*Your goal:* Reproduce every one of the entries below verbatim, line by line, without altering any word or punctuation.

*Listed records:*
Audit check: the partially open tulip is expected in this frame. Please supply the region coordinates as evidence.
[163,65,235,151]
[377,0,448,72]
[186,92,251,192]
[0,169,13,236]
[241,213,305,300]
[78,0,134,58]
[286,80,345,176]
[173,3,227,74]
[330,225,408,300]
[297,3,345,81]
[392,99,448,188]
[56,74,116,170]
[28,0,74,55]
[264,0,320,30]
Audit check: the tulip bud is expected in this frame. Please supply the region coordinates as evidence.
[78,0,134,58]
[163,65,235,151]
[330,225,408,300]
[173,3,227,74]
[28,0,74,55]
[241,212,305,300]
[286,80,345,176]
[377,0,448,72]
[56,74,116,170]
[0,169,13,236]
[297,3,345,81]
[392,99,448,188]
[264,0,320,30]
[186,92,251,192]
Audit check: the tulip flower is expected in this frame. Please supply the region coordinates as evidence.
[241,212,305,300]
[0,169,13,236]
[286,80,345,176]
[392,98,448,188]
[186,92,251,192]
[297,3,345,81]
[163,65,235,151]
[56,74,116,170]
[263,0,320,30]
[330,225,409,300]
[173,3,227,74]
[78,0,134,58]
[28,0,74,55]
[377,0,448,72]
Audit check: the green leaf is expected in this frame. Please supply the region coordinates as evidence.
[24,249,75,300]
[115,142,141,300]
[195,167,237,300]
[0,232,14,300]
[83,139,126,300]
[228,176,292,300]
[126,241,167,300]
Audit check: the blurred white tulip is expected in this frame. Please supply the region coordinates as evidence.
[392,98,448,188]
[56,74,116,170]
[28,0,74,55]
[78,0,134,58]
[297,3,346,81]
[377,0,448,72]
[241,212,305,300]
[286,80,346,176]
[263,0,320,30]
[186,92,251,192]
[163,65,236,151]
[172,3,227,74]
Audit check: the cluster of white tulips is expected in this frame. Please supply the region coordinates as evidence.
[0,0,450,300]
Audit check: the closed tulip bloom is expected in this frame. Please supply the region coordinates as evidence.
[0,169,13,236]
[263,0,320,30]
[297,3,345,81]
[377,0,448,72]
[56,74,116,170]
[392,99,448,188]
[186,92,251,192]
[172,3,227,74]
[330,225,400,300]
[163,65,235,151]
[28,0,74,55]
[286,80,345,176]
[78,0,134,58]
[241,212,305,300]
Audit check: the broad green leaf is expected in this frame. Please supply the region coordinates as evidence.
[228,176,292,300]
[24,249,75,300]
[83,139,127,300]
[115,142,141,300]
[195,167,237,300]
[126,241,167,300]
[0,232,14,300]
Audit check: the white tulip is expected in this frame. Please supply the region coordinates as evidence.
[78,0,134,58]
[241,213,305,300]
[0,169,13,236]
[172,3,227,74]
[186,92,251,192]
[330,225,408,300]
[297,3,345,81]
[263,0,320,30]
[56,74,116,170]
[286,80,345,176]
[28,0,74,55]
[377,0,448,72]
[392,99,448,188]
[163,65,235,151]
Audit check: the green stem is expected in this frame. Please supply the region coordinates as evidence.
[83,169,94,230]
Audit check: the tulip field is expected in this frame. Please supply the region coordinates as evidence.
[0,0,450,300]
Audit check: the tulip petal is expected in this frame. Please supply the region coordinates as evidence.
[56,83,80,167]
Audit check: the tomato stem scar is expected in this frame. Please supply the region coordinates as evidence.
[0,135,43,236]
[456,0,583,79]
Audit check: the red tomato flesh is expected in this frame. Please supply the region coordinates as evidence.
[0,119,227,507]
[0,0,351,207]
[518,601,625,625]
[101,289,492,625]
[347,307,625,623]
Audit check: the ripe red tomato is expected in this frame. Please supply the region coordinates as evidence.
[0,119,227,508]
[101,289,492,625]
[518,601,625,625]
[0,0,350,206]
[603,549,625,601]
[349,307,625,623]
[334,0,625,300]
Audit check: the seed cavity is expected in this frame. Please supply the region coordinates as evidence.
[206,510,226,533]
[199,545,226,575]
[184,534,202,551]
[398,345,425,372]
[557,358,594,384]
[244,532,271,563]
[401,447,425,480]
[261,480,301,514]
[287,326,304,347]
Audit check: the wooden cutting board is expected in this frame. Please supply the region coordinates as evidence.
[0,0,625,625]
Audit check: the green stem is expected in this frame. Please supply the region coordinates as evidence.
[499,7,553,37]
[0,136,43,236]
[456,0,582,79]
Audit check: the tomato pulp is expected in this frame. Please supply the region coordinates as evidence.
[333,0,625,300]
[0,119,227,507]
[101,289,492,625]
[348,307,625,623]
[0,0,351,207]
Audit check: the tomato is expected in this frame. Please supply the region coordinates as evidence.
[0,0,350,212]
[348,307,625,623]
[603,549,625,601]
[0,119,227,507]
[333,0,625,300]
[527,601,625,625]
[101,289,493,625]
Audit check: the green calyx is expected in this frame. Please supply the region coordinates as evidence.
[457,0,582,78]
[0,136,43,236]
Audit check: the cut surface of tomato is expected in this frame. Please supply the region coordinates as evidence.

*Result:*
Audit check: the partially open tulip is expected in this frame. Please supply the region coordinates as evidence.
[163,65,235,151]
[377,0,448,72]
[186,92,251,192]
[0,169,13,236]
[241,213,305,300]
[78,0,134,58]
[286,80,345,176]
[173,3,227,74]
[330,225,408,300]
[297,3,345,81]
[392,99,448,188]
[56,74,116,170]
[28,0,74,55]
[264,0,320,30]
Audit check: the tulip bud is expected in this frame. Please supply the region coordinates as evidence.
[78,0,134,58]
[163,65,235,151]
[330,225,408,300]
[173,3,227,74]
[28,0,74,55]
[241,212,305,300]
[286,80,345,176]
[377,0,448,72]
[56,74,116,170]
[0,169,13,236]
[297,3,345,81]
[392,99,448,188]
[264,0,320,30]
[186,92,251,192]
Audit check: the tulip flower is expected in this frame. Please supply the region coordinates as evidence.
[241,212,305,300]
[0,169,13,236]
[286,80,345,176]
[392,98,448,188]
[186,92,251,192]
[297,3,345,81]
[163,65,235,151]
[56,74,116,170]
[263,0,320,30]
[330,225,409,300]
[173,3,227,74]
[78,0,134,58]
[28,0,74,55]
[377,0,448,72]
Audit check: the green leaf is expected in this frame. Please supply the region coordinates as evidence.
[24,249,75,300]
[115,142,141,300]
[195,167,237,300]
[0,232,14,300]
[83,139,126,300]
[228,176,292,300]
[126,241,167,300]
Audit check: the blurred white tulip is expected in this frame. Please supply the region coordinates as evidence.
[392,98,448,188]
[56,74,116,170]
[28,0,74,55]
[78,0,134,58]
[297,3,346,81]
[377,0,448,72]
[241,212,305,300]
[286,80,346,176]
[263,0,320,30]
[186,92,251,192]
[163,65,236,151]
[172,3,227,74]
Audit check: the cluster of white tulips is expected in this frame. Please supply the region coordinates as evidence.
[0,0,450,300]
Audit check: the closed tulip bloom is expected in this frame. Please supply the region coordinates as evidence.
[0,169,13,236]
[263,0,320,30]
[297,3,345,81]
[377,0,448,72]
[56,74,116,170]
[392,99,448,188]
[186,92,251,192]
[172,3,227,74]
[330,225,400,300]
[163,65,235,151]
[28,0,74,55]
[286,80,345,176]
[78,0,134,58]
[241,212,305,300]
Audit check: the broad green leaf is expected in this frame. Please supply the region coordinates as evidence.
[228,176,292,300]
[24,249,75,300]
[83,139,127,300]
[115,142,141,300]
[195,167,237,300]
[126,241,167,300]
[0,232,14,300]
Audit check: the white tulip is expected in this frame. Please supply the region coordinates as evidence.
[78,0,134,58]
[241,213,305,300]
[0,169,13,236]
[172,3,227,74]
[186,92,251,192]
[330,225,408,300]
[297,3,345,81]
[263,0,320,30]
[56,74,116,170]
[286,80,345,176]
[28,0,74,55]
[377,0,448,72]
[392,99,448,188]
[163,65,235,151]
Audit check: the green stem is expected in this frame. Please supply the region coordinates as evidence.
[83,169,94,230]
Audit check: the tulip field is expected in this frame. Please supply the region coordinates as evidence.
[0,0,450,300]
Audit check: the tulip petal is expected in this frame. Please supply the region coordinates as evidence.
[56,83,80,167]
Audit check: the tomato stem scar is expected in this frame. Please supply the region coordinates as evidence.
[0,135,43,236]
[456,0,583,79]
Audit check: the red tomato flesh is expected in this frame. Please supply the region coordinates as evidence.
[0,119,227,507]
[0,0,351,207]
[518,601,625,625]
[101,289,492,625]
[347,307,625,623]
Audit check: the ripe red tomato is expected in this frame. Please supply the region coordinates as evidence.
[0,119,227,508]
[101,289,492,625]
[518,601,625,625]
[0,0,350,206]
[603,549,625,601]
[349,307,625,623]
[334,0,625,300]
Audit check: the seed cavity is expected in this frame. Please supply the region coordinates as evidence.
[206,510,226,533]
[199,545,226,575]
[184,534,202,551]
[398,345,425,372]
[557,358,594,384]
[244,532,271,563]
[401,447,425,480]
[261,480,301,514]
[287,326,304,347]
Audit check: the wooden cutting board is expected in this frame. Please supply the region coordinates as evidence.
[0,0,625,625]
Audit check: the green stem is expected in this frame. Please supply the region coordinates as evidence.
[499,7,553,37]
[0,136,43,236]
[456,0,582,79]
Audit check: the tomato pulp is expected in this frame. Please supply the region coordinates as evidence.
[333,0,625,300]
[0,119,227,507]
[101,289,492,625]
[348,307,625,623]
[0,0,351,207]
Audit check: the tomato is expected in this frame. Please supply the region coordinates as evidence.
[0,0,350,212]
[348,307,625,623]
[603,549,625,601]
[0,119,227,507]
[333,0,625,300]
[527,601,625,625]
[101,289,493,625]
Audit check: the green calyx is expected in this frame. Please supply the region coordinates as evidence.
[457,0,582,78]
[0,136,43,236]
Audit check: the cut surface of tomato is expected in this frame. Please supply the region coordinates as evidence.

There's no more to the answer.